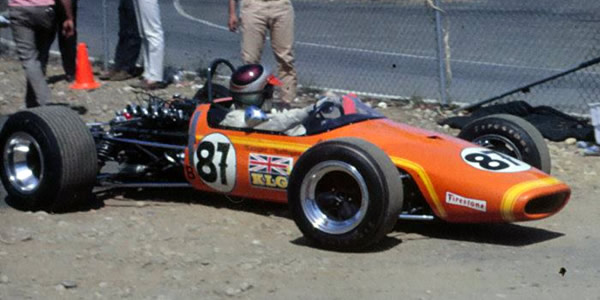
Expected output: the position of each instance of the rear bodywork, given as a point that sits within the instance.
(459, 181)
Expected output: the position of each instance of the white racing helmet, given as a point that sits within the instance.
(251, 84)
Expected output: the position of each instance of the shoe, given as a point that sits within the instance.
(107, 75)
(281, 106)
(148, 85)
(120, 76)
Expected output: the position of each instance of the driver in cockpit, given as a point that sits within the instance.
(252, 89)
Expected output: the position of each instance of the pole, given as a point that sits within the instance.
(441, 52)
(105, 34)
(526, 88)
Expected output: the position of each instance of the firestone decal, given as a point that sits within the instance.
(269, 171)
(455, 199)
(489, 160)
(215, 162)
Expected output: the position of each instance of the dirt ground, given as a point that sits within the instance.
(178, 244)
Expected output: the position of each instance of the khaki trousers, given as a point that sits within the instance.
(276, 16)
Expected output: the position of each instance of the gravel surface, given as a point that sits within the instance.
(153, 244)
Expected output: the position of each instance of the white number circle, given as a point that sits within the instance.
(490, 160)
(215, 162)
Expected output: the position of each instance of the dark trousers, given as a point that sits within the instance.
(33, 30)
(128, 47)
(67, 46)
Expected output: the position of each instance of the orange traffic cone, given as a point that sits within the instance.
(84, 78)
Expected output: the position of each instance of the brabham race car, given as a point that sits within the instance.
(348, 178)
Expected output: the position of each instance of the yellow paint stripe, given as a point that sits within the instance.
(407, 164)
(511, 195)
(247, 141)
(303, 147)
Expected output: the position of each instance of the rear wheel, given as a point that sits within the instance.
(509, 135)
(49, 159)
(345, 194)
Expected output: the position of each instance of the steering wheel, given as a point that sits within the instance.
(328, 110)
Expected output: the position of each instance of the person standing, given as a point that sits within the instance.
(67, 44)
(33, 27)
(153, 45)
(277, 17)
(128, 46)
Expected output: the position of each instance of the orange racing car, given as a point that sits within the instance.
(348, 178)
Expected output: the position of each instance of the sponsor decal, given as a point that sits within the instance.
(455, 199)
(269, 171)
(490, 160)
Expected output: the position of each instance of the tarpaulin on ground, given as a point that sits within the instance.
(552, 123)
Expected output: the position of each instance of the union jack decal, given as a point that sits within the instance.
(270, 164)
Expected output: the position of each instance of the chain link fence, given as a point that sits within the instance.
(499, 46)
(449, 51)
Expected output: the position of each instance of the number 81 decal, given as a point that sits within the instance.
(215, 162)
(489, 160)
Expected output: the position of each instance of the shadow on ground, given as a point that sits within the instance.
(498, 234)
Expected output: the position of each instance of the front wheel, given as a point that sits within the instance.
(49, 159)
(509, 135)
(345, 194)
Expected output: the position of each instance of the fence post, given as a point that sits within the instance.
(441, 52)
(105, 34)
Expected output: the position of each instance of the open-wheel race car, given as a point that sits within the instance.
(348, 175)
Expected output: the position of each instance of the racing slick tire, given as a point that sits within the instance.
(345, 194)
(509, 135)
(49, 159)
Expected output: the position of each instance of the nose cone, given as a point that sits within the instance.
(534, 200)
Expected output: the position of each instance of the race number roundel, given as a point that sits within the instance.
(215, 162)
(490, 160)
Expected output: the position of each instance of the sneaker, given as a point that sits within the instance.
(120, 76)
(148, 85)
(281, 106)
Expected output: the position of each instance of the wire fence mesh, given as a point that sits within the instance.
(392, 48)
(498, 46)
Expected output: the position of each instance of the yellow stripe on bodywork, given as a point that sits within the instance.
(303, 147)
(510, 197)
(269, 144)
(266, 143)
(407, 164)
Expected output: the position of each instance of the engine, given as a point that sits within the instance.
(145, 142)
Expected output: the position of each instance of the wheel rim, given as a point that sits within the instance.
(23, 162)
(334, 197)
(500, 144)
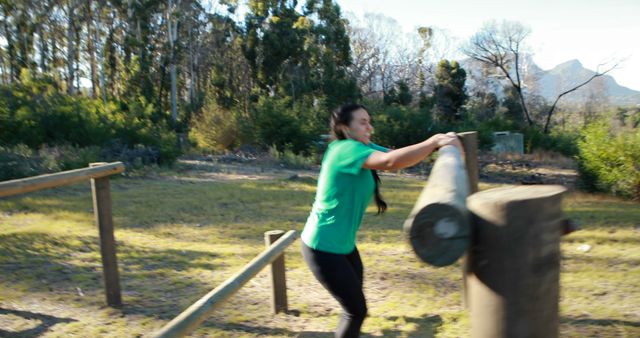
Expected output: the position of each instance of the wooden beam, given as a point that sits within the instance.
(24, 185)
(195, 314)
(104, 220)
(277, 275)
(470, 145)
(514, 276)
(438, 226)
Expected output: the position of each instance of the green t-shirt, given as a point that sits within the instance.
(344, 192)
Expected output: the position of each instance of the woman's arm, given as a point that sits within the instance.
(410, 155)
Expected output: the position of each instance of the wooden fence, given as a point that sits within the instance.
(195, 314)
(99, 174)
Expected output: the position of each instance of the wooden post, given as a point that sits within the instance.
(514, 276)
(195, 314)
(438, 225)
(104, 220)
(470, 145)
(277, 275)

========

### [THE PROBLEM]
Everything in the records above should be printed again exactly, except the pictures.

### [EXPECTED ANSWER]
Expected output: the position of each instance of the rear bodywork, given as a point that sits within the instance.
(459, 181)
Expected output: the position of each instance of the white racing helmet, given as a point that sits within the instance.
(251, 84)
Expected output: the position of each instance of the shoe, given as a point that sits within the instance.
(107, 75)
(281, 106)
(148, 85)
(120, 76)
Expected output: the position of each instance of the driver in cockpit, given as a point that sits within the instance.
(252, 89)
Expected output: the position of each instance of the pole, given as a point that sits within the instance.
(441, 52)
(105, 34)
(526, 88)
Expected output: the position of each instance of the firestone decal, given as a point that sits within the instance.
(269, 171)
(455, 199)
(489, 160)
(215, 162)
Expected output: the position of each instance of the dirt ground, given as a point that sits within the instance.
(178, 244)
Expected output: the position of each instance of the khaki trousers, given as a point that sits within the instance.
(276, 16)
Expected output: the position of each instance of the gravel surface, given as a point that sits within the instance.
(153, 244)
Expected output: the position of each instance of the white number circle, given as a point that sits within the instance.
(490, 160)
(215, 162)
Expected output: the position of each instance of the dark trousers, given as a point that sits within the instance.
(33, 30)
(128, 47)
(67, 46)
Expected output: the position of each instance of the orange traffic cone, given as a point that sits within the instance.
(84, 78)
Expected output: the position of each instance of the brabham race car, given as a point that sits within the instance.
(348, 178)
Expected output: the position of each instance of the yellow paint stripe, given as a point that sits within the instance.
(407, 164)
(511, 195)
(247, 141)
(303, 147)
Expected output: the position of each instance of the rear wheel, given as a point that sits within the instance.
(509, 135)
(49, 159)
(345, 194)
Expected output: the position of each instance of the steering wheel, given as a point that sits within the instance.
(328, 110)
Expected output: the position of each instance of the person standing, given as a point that sits within the instance.
(67, 44)
(33, 27)
(153, 45)
(277, 17)
(128, 46)
Expected output: the position of each instance of the orange racing car, given as a point that sits within the instance.
(348, 178)
Expected output: the position of each instance of the sponsor decal, given as a point that sits within the instance.
(455, 199)
(269, 171)
(490, 160)
Expected output: the position of each instance of the tarpaulin on ground, given as a point that sits within the instance.
(552, 123)
Expected output: the position of each instance of the union jack decal, given as a point that sits within the instance.
(270, 164)
Expected output: the position of each instance of the chain link fence, given as a point that sits within the instance.
(499, 46)
(449, 51)
Expected output: the position of each instance of the number 81 decal, given as a point that sits within the instance.
(215, 162)
(489, 160)
Expected output: the position of each instance of the shadow on ground, given as a point that sits within the instance.
(498, 234)
Expected output: the position of each instance of the front wheel, given as a point that sits within the instance.
(49, 159)
(509, 135)
(345, 194)
Expected output: the position of each instance of the fence post, given as a point that sits within the instance.
(441, 52)
(105, 34)
Expected output: the position of each instance of the open-wheel race car, given as a point that sits within the instance.
(348, 175)
Expected output: the position of each instance of the racing slick tire, given as a point that sits within the instance.
(345, 194)
(509, 135)
(49, 159)
Expected output: the position of each instance of the nose cone, given as a point that sits within the instance.
(534, 200)
Expected output: the position of each instance of the race number roundel, given as a point that sits within the instance.
(215, 162)
(490, 160)
Expected output: the position of each instance of the sneaker, given as a point that sits within the instance.
(120, 76)
(148, 85)
(281, 106)
Expected output: the position of each instance of the wire fence mesh, given as a point that sits within the instance.
(392, 48)
(498, 46)
Expected output: the position of each instance of the yellow stripe on bodywork, given as a point that sits within the instance.
(303, 147)
(510, 197)
(269, 144)
(266, 143)
(407, 164)
Expected output: the position of each instance of the engine, given as a point that sits within the instance.
(145, 142)
Expected output: the position of each instance of the wheel rim, given as a point that sits within the instance.
(23, 162)
(334, 197)
(500, 144)
Expected output: the position of each instance of the wooden beam, given as a point that sits within the instance.
(24, 185)
(195, 314)
(104, 220)
(277, 275)
(470, 145)
(514, 276)
(438, 226)
Expected output: the position of each instance of the green t-shirt, given as a point that sits within the instance.
(344, 192)
Expected output: the position of each instance of the woman's arm, given as a point that sits within the instance.
(410, 155)
Expected output: the position of each instance of the wooden fence, given as a point that sits within the instance.
(195, 314)
(99, 174)
Expected output: the position of each instance of the wooden post, given as a point that sits within the instance.
(514, 276)
(195, 314)
(438, 225)
(104, 220)
(470, 145)
(277, 275)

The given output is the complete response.